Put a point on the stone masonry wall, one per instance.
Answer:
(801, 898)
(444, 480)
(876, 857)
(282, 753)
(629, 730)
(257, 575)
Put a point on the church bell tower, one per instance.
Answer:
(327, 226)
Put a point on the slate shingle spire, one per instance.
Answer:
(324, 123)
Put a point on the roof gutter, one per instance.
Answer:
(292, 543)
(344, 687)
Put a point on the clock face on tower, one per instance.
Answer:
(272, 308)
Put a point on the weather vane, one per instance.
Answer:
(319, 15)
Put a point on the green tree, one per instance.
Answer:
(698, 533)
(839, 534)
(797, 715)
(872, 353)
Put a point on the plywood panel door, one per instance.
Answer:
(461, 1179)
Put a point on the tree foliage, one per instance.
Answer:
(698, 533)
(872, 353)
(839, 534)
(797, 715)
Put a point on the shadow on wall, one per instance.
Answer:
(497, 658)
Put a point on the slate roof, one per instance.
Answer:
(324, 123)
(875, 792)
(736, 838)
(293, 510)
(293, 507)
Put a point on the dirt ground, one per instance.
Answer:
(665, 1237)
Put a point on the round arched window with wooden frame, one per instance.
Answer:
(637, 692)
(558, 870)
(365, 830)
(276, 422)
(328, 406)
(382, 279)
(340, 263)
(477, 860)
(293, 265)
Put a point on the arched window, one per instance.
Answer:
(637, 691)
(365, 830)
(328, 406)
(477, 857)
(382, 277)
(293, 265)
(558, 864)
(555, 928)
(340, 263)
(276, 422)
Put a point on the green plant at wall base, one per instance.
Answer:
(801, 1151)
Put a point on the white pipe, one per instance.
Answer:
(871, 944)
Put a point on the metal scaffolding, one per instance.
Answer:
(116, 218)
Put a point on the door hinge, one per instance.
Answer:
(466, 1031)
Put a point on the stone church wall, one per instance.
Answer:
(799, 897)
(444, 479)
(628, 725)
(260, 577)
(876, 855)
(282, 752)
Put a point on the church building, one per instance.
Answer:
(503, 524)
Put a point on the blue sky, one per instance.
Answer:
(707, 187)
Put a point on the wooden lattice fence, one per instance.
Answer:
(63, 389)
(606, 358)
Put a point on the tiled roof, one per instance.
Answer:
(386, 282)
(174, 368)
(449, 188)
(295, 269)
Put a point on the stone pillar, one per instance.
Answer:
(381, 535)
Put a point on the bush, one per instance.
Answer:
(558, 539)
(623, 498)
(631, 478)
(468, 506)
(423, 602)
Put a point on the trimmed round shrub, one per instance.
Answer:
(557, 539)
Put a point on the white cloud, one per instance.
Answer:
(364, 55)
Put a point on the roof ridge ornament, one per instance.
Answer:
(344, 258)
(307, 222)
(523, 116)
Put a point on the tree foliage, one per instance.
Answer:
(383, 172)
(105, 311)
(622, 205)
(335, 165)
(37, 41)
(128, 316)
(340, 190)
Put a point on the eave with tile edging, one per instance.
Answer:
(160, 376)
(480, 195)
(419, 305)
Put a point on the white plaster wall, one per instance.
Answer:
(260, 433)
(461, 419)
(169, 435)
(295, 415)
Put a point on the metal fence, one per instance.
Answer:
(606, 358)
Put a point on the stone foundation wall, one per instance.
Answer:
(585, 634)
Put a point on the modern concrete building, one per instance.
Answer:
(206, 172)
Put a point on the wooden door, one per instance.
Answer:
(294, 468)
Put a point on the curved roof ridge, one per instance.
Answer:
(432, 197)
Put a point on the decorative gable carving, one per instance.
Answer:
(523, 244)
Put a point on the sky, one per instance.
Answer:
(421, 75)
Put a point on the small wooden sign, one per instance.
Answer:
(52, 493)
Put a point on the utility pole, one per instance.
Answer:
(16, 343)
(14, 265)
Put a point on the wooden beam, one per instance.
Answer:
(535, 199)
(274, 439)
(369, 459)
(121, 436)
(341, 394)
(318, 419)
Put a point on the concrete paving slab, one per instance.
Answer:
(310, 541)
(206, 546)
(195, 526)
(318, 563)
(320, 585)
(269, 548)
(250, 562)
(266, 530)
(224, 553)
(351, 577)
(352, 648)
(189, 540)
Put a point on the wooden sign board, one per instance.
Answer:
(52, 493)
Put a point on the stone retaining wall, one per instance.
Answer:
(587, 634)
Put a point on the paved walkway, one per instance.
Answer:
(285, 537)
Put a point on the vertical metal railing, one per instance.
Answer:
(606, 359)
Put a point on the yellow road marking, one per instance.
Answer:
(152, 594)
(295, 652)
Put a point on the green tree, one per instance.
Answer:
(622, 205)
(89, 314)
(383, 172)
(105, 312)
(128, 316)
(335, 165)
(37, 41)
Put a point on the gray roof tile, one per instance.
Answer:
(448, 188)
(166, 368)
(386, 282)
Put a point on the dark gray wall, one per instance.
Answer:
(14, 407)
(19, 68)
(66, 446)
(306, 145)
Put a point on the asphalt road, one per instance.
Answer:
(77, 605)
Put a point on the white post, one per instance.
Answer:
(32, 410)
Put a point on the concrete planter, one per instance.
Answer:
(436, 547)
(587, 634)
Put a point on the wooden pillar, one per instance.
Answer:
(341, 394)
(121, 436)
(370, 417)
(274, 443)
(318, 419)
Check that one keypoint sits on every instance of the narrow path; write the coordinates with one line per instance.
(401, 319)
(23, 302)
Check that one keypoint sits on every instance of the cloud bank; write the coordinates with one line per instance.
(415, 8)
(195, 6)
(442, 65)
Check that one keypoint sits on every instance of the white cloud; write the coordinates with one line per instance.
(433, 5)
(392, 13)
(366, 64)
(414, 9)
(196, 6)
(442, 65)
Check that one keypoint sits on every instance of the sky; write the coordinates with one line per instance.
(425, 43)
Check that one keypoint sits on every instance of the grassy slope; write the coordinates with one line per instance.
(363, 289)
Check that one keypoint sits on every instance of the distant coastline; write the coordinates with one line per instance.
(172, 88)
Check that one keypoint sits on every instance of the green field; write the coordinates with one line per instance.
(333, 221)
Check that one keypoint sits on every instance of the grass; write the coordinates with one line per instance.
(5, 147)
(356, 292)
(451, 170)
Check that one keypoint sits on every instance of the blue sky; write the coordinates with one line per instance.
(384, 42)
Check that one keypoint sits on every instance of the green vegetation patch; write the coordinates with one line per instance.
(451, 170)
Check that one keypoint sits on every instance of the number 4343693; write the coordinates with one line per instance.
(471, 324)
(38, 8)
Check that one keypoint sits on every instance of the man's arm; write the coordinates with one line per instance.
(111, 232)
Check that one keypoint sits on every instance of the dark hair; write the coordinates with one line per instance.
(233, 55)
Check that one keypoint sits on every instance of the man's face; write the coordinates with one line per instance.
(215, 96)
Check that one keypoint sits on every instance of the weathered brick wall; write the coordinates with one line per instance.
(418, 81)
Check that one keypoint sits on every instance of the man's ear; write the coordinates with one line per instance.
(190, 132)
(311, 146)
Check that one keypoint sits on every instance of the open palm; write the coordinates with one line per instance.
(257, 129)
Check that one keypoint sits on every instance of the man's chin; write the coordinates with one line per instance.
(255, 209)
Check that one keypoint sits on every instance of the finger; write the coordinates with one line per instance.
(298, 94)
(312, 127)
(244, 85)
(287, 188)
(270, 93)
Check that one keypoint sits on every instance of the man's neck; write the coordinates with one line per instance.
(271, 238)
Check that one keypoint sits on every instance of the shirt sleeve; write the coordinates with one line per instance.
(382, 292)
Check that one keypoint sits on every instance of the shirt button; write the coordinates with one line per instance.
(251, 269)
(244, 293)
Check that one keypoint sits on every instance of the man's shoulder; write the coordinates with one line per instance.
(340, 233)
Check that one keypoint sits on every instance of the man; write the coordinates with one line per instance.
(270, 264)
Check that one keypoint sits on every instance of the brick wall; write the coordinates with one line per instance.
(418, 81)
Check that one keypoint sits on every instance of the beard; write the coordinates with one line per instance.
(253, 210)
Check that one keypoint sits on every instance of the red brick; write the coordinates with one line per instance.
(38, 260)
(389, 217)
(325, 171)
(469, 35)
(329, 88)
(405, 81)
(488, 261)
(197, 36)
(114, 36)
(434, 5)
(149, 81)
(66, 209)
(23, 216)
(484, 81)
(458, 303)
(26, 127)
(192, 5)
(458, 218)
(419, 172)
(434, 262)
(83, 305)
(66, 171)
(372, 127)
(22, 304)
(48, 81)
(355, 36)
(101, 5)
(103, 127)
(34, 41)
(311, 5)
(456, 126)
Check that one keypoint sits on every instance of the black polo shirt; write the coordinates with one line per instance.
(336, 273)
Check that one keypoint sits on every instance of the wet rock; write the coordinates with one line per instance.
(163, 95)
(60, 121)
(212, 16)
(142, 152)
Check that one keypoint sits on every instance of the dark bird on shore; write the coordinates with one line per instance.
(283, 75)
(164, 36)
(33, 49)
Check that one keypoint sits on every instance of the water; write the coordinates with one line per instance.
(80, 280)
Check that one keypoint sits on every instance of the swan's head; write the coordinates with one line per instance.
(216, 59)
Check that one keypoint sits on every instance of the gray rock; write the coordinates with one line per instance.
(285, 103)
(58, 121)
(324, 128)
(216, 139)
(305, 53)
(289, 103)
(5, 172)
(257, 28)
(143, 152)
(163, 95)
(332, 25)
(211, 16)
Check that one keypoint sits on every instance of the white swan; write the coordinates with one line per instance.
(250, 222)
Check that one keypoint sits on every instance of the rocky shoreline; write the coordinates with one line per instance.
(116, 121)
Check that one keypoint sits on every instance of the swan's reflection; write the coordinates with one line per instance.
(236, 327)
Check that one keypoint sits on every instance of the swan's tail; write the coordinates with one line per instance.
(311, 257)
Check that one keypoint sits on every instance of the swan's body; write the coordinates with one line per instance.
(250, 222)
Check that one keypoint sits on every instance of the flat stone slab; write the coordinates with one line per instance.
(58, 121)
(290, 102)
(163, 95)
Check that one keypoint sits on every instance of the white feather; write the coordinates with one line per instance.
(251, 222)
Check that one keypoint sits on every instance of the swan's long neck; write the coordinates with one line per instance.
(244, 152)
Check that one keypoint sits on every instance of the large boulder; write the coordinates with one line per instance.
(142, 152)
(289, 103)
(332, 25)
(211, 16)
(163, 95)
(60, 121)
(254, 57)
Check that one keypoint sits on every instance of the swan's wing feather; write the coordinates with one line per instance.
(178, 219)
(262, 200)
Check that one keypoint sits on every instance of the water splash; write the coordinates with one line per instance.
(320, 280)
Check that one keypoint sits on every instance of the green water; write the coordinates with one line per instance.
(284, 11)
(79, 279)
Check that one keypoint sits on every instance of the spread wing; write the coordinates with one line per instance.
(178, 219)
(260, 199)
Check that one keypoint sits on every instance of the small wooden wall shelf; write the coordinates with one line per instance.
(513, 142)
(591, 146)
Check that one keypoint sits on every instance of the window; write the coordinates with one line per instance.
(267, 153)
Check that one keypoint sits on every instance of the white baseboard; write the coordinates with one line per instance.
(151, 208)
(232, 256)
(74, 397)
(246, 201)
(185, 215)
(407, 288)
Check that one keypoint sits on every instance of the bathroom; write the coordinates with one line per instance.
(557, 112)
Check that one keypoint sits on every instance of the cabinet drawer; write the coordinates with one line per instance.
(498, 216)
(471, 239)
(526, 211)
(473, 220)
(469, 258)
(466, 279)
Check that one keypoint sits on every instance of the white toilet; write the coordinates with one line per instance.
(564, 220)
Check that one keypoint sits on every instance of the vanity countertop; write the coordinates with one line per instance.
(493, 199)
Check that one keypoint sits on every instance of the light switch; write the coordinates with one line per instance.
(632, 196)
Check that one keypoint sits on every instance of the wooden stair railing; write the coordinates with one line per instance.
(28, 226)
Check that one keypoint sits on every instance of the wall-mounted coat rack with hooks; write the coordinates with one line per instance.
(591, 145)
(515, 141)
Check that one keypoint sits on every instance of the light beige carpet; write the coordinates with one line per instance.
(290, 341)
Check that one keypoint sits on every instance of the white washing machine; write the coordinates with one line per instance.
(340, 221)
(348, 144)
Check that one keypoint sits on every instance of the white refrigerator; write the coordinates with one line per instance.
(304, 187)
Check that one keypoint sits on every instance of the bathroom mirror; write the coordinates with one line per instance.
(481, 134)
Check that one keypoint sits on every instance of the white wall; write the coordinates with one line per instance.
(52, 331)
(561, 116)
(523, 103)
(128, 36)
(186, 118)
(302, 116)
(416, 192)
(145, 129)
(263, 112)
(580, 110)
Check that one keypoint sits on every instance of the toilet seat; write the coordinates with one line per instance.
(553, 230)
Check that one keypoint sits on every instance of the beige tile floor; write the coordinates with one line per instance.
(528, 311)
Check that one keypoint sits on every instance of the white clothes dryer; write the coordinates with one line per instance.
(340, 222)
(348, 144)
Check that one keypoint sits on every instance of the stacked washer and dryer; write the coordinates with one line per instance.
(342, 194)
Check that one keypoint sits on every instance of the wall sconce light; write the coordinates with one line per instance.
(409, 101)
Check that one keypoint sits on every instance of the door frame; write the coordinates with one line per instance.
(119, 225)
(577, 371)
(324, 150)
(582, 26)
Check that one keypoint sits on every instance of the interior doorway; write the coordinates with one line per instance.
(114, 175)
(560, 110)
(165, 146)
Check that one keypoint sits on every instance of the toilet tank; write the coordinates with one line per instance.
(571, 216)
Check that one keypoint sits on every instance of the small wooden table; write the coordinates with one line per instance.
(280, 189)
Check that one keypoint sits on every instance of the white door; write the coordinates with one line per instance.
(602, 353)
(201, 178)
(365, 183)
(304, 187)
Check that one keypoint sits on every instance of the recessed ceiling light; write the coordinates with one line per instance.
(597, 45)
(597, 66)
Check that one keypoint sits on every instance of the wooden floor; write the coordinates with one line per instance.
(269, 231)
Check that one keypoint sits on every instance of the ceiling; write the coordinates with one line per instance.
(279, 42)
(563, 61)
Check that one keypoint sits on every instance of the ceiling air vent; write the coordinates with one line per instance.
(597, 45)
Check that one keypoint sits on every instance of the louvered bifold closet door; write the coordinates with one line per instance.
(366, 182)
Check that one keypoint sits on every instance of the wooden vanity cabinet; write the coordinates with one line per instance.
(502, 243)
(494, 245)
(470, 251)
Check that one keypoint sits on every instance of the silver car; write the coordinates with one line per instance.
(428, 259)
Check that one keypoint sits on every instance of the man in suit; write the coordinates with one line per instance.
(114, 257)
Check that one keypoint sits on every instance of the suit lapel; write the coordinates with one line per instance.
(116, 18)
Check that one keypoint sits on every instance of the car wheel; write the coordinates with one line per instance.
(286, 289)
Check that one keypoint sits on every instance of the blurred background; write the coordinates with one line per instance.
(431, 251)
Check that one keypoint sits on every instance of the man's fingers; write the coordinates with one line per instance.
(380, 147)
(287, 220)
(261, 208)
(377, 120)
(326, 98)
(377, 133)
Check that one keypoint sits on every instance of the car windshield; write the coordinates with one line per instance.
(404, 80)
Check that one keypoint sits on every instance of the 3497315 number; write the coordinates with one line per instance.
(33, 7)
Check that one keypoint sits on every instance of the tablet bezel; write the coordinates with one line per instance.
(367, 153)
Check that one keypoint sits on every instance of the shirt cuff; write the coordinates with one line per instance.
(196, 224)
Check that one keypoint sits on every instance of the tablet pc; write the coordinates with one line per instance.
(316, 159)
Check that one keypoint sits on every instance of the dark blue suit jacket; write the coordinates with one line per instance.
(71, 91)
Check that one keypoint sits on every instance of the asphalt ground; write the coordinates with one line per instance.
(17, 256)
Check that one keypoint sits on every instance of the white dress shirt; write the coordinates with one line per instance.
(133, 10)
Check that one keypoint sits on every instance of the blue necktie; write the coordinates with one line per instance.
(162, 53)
------------------------------
Using the records above, filter out every line that lacks the string "sign" and copy the rest.

● Output of the exercise
Put a point on the small wooden sign, one per instance.
Put a point on the wooden sign board, one per instance.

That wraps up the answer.